--- Problem statement ---
Copy out the entries below verbatim. Begin with the line containing "Exercise. Mark the grassy" and stop after the line containing "point(38, 83)".

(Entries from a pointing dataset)

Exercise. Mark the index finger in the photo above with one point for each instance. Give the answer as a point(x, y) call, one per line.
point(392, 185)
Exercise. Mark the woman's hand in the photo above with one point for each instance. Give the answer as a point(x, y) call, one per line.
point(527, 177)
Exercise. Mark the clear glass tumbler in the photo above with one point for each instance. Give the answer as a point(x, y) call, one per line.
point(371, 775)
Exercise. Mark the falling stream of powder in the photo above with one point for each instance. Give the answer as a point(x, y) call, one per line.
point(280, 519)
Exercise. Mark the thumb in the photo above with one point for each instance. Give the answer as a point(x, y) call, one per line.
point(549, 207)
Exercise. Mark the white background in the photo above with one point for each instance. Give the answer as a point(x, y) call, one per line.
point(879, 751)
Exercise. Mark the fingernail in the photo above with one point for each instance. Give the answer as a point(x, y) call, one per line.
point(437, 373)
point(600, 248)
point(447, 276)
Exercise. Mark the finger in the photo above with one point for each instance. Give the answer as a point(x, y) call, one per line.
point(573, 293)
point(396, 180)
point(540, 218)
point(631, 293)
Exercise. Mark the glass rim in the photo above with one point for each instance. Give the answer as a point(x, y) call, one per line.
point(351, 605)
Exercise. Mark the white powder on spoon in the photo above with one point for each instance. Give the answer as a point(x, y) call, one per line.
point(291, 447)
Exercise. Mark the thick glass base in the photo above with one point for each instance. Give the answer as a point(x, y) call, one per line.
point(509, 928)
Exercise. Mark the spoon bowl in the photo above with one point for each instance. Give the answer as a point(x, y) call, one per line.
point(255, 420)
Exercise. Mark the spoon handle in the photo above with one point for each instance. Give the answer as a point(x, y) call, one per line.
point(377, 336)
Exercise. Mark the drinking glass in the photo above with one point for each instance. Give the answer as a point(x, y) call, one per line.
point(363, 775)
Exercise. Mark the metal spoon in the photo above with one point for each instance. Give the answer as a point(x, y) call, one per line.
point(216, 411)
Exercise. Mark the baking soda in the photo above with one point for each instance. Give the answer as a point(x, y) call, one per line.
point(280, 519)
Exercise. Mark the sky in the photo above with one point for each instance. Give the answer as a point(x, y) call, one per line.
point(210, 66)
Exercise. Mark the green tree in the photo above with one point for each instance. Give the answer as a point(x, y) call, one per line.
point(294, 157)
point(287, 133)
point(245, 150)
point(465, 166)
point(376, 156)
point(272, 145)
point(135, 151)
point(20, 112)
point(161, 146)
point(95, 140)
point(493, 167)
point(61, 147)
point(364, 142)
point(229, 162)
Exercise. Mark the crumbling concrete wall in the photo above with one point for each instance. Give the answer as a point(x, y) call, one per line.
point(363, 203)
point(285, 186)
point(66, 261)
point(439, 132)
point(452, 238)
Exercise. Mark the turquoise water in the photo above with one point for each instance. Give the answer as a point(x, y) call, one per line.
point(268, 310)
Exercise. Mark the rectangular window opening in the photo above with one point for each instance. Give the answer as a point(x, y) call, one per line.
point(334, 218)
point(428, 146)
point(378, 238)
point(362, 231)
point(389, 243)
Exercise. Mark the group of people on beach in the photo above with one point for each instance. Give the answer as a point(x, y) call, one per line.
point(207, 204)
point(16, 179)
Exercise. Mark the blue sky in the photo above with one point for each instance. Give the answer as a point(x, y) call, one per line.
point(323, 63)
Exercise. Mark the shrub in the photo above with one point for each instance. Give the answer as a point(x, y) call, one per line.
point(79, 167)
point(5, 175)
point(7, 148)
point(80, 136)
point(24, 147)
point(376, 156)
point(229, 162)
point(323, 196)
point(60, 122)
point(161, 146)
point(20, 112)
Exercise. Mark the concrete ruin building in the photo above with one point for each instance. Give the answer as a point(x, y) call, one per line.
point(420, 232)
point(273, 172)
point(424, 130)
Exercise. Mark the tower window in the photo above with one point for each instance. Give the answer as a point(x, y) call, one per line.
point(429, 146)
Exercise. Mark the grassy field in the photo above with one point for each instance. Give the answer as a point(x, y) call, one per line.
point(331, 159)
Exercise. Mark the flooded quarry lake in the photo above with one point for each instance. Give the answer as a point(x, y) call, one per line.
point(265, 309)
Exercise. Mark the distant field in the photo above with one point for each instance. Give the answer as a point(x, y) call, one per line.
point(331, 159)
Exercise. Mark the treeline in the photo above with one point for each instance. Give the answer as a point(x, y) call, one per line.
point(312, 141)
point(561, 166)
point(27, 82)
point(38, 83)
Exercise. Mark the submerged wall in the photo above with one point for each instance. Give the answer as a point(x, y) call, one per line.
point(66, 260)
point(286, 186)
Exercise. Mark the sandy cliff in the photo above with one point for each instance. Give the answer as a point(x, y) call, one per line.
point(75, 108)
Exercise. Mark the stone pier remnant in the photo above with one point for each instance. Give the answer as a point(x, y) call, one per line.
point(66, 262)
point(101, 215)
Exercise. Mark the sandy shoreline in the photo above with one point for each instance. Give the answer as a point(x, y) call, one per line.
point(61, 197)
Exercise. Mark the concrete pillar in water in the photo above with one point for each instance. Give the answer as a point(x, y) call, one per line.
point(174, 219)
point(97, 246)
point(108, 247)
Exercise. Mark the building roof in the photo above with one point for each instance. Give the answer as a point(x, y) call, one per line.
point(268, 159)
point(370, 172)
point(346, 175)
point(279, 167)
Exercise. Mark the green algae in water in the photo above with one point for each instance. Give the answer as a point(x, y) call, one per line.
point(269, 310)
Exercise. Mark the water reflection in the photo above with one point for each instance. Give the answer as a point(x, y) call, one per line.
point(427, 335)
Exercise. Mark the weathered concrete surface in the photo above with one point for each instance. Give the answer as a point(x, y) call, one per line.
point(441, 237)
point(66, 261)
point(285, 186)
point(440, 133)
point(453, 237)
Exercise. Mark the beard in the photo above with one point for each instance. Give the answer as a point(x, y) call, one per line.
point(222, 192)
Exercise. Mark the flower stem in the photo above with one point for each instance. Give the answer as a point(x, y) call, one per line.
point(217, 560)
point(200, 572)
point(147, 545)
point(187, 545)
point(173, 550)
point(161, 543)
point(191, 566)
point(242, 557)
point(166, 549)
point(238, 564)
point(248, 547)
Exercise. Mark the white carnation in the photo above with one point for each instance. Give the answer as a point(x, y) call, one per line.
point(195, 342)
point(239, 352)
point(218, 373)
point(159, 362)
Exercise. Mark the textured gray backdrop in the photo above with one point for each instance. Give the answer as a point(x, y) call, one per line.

--- Output ---
Exercise. Mark the grassy field in the photo above with one point for each instance. Give the answer as a point(x, y) call, one per line.
point(331, 159)
Exercise. Mark the flooded quarry lake in the photo above with one point for each instance. Give the answer as a point(x, y) call, one per line.
point(265, 309)
Exercise. Mark the distant field in the photo above with one point for each instance. Give the answer as a point(x, y) call, one per line.
point(331, 159)
Exercise. Mark the treeline in the photo above with one point for each instance. Give the answer as a point(x, y) call, one per line.
point(312, 141)
point(561, 166)
point(27, 82)
point(38, 83)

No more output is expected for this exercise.